Text block>
Homelessness

Housing is a basic human right. However, our city shelters are regularly at 96%+ capacity, well over the 90%+ capacity target set by City Council. In heat or freezing temperatures, this is stretched even further.

The living conditions are also often reprehensible. One of the largest city shelters has battled outbreaks of influenza and strep. These are killing diseases among those living on the street. Bed bugs, lice, and random violence also increase the stress and risk of using our shelters. The Street Health Surveys and other research have shown the human cost of this system.

The lack of capacity in our system also means that we are unable to respond when needed, whether by a change in weather, a fire, or some other unplanned shift. Faith institutions have responded to this gap by offering Out of the Cold. It is a bandaid which can save lives but it does not get to the systemic roots of homelessness, such as poverty, mental health and addiction, racism, gentrification and housing affordability. If we are going to halt the premature deaths of so many of our city's residents, we need bigger picture thinking.

As Canada's largest city, and as a caring one, we need to be able to respond to people's need, providing them with dignified lodgings. But this is not just a feel-good issue. Preventing homelessness saves us all money. Over the past two decades, people from Malcolm Gladwell and his Million Dollar Murray to federal research projects and even police departments in B.C. have worked to quantify these costs. Chez Soi found that when someone is homeless in Toronto, it costs the system $59,000. We can house and feed someone for less than it costs for them to be on the street. 

The new federal Housing Strategy offers municipalities the opportunity to access funding, to target funding, and to build a strong evidence base for why these investments are good ones.

So we should expect more than hand-wringing or stop-gap measures. We need a City Councillor ready to act at the system level and focused on solutions.

Problem requirements> In the homelessness text, rewrite the paragraph beginning "The living conditions are also often reprehensible" as a short bulleted list that keeps its main facts. The data that come next play no part in this work.

Data section>
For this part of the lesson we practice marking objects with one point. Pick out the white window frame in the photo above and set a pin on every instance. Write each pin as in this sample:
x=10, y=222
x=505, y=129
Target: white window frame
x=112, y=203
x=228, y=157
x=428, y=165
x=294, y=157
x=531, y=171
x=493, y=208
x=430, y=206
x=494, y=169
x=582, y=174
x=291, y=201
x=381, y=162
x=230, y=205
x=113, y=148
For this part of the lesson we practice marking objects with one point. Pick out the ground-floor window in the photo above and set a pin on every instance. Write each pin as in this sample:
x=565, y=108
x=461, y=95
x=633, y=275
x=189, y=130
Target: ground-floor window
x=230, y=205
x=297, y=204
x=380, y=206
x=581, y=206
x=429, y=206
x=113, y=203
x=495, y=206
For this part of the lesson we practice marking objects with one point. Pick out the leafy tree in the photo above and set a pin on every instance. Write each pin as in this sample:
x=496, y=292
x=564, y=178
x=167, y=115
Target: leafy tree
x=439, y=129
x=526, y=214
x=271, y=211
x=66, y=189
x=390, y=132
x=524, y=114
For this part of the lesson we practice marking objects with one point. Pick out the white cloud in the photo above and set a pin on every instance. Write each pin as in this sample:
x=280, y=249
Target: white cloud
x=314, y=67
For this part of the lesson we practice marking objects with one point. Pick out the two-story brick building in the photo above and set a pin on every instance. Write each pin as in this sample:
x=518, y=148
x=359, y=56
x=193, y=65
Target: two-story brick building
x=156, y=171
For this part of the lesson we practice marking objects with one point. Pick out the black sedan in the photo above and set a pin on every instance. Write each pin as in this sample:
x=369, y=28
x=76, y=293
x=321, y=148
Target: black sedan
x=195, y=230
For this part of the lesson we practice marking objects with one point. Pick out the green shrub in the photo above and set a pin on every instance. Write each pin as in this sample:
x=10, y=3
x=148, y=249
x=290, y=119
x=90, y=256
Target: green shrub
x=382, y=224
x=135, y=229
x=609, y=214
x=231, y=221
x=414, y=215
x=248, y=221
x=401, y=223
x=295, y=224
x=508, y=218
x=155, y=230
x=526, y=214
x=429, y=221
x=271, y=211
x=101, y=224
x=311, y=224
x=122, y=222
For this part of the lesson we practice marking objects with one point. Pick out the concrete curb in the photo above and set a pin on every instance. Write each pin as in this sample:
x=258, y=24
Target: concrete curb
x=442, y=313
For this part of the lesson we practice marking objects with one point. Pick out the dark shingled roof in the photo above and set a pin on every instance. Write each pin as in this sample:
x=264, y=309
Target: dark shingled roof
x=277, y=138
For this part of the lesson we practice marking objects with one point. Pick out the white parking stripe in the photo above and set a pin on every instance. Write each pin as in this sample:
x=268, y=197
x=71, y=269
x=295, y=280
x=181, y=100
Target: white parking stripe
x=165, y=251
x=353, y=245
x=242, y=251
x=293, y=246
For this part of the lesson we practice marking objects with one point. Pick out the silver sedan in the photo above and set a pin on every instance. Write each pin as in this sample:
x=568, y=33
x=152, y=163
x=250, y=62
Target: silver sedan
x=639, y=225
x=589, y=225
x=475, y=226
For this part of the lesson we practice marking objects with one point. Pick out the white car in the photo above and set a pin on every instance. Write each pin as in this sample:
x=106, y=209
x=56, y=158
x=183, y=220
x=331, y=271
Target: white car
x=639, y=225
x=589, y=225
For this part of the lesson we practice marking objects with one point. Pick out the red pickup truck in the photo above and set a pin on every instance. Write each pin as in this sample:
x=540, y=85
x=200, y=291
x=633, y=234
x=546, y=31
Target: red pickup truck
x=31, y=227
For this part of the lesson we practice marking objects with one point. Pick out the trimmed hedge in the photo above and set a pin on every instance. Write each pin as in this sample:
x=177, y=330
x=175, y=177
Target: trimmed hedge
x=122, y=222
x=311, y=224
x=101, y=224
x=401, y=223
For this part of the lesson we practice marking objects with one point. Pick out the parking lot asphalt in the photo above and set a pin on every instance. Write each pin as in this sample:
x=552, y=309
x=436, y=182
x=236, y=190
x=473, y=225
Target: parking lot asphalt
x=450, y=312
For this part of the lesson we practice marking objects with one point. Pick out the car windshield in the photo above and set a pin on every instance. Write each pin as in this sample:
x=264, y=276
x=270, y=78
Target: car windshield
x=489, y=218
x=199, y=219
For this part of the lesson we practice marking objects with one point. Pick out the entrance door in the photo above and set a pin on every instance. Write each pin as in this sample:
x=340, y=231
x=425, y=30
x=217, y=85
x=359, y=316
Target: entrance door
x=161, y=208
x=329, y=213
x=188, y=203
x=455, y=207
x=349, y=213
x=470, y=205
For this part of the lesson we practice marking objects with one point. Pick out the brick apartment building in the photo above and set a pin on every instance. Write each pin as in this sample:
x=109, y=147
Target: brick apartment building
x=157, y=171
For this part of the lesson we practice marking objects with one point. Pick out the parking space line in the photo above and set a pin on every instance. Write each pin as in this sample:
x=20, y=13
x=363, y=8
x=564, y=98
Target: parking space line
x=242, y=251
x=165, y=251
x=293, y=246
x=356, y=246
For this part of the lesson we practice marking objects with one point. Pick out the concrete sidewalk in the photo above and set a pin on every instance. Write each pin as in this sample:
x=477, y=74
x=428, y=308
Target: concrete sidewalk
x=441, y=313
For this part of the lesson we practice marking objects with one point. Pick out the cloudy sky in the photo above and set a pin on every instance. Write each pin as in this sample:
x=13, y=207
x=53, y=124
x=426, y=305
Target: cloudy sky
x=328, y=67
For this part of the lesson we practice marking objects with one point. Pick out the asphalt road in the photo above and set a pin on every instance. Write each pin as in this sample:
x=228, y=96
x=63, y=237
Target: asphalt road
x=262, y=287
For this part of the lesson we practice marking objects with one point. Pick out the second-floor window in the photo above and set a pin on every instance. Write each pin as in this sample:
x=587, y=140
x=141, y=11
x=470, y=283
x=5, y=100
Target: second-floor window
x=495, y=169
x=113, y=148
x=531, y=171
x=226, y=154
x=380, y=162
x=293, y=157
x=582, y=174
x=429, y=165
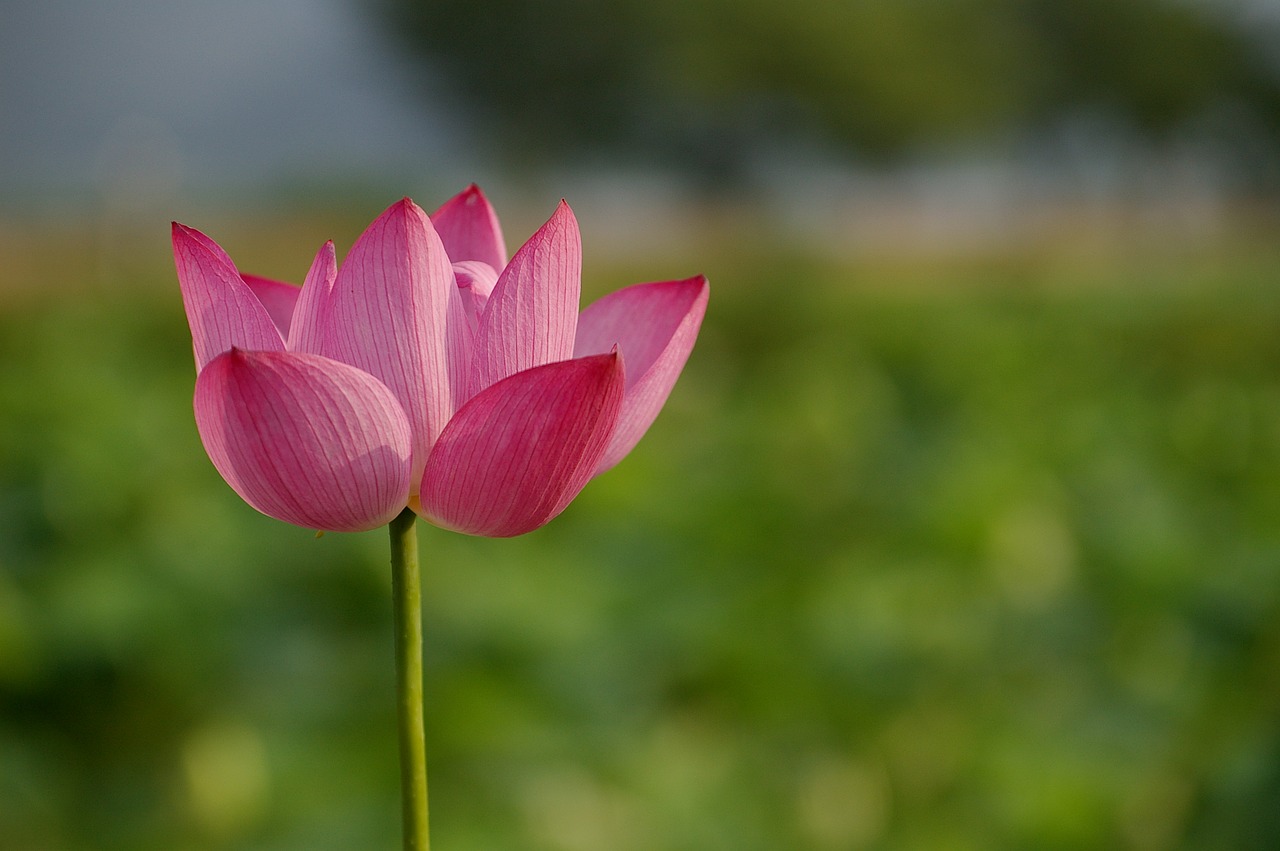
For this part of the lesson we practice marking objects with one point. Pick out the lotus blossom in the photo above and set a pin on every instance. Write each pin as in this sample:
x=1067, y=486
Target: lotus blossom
x=428, y=370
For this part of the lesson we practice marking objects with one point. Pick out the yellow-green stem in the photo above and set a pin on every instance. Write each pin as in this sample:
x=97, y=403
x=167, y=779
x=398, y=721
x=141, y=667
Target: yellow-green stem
x=407, y=603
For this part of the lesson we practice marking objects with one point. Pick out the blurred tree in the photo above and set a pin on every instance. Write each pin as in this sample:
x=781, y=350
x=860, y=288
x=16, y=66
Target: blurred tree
x=703, y=83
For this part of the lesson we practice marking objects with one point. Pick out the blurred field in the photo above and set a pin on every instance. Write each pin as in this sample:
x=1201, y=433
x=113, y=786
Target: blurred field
x=942, y=552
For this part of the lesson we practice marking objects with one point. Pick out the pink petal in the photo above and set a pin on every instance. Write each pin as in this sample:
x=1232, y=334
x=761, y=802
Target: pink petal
x=277, y=297
x=476, y=280
x=222, y=310
x=517, y=453
x=656, y=326
x=470, y=229
x=306, y=333
x=396, y=312
x=531, y=315
x=305, y=439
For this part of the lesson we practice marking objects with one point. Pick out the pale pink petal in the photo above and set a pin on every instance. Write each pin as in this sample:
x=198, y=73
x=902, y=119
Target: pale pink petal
x=397, y=314
x=305, y=439
x=222, y=310
x=475, y=279
x=277, y=297
x=517, y=453
x=656, y=326
x=531, y=315
x=470, y=229
x=306, y=334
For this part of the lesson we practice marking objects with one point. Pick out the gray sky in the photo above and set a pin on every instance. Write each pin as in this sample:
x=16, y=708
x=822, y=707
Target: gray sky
x=151, y=95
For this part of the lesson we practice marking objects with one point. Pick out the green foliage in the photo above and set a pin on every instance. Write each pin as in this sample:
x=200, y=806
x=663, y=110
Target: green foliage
x=988, y=566
x=704, y=82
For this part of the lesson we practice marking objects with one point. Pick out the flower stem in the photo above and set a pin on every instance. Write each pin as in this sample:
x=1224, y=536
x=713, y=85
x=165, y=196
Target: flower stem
x=406, y=600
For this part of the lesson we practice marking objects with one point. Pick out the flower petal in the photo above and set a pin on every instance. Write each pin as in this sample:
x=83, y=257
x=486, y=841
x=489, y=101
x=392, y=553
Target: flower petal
x=517, y=453
x=470, y=229
x=277, y=297
x=396, y=312
x=475, y=279
x=306, y=333
x=656, y=326
x=305, y=439
x=222, y=310
x=531, y=315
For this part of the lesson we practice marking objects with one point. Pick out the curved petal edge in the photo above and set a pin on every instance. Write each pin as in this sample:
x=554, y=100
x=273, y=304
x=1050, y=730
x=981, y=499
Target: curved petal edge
x=469, y=228
x=305, y=439
x=656, y=325
x=222, y=310
x=517, y=453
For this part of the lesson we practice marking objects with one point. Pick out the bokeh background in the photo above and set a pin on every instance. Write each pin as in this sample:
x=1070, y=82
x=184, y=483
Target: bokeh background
x=961, y=529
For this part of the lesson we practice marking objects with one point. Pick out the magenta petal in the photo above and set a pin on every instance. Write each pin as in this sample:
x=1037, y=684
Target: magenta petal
x=222, y=310
x=305, y=439
x=396, y=312
x=306, y=333
x=277, y=297
x=469, y=228
x=517, y=453
x=531, y=315
x=656, y=326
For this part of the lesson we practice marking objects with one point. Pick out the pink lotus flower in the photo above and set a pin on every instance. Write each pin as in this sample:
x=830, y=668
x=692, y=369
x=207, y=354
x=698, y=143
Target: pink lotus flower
x=428, y=371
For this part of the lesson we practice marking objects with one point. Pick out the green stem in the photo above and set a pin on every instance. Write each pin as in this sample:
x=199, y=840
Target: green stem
x=406, y=599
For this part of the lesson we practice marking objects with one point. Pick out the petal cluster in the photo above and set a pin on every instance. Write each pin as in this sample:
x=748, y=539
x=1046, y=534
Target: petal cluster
x=428, y=370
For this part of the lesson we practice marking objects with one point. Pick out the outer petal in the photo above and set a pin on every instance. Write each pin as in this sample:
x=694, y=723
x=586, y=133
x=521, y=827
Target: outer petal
x=306, y=333
x=305, y=439
x=222, y=310
x=470, y=229
x=517, y=453
x=656, y=325
x=277, y=297
x=476, y=280
x=531, y=315
x=397, y=314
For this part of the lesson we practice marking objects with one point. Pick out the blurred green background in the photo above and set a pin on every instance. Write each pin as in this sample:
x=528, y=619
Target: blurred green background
x=961, y=529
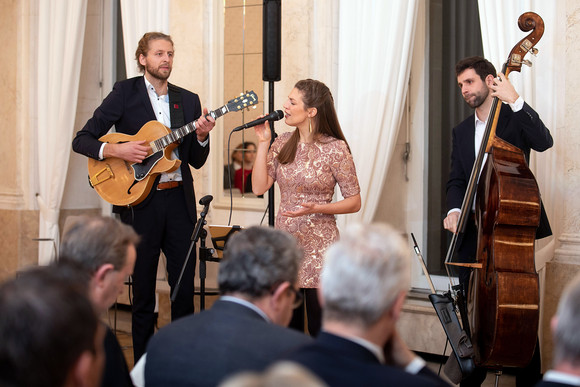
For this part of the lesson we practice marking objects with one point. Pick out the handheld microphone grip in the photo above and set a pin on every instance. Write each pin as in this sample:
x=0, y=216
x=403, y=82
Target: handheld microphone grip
x=274, y=116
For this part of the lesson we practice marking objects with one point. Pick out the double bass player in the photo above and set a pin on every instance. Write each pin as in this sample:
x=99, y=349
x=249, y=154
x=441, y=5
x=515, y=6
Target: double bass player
x=519, y=125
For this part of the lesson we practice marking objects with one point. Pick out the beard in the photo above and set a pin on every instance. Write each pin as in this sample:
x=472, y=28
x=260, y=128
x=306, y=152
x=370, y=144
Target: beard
x=157, y=73
x=479, y=99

Your response>
- Living conditions in city shelters are often reprehensible.
- One of the largest city shelters has battled outbreaks of influenza and strep, diseases that kill people living on the street.
- Bed bugs, lice, and random violence increase the stress and risk of using the shelters.
- The Street Health Surveys and other research have shown the human cost of this system.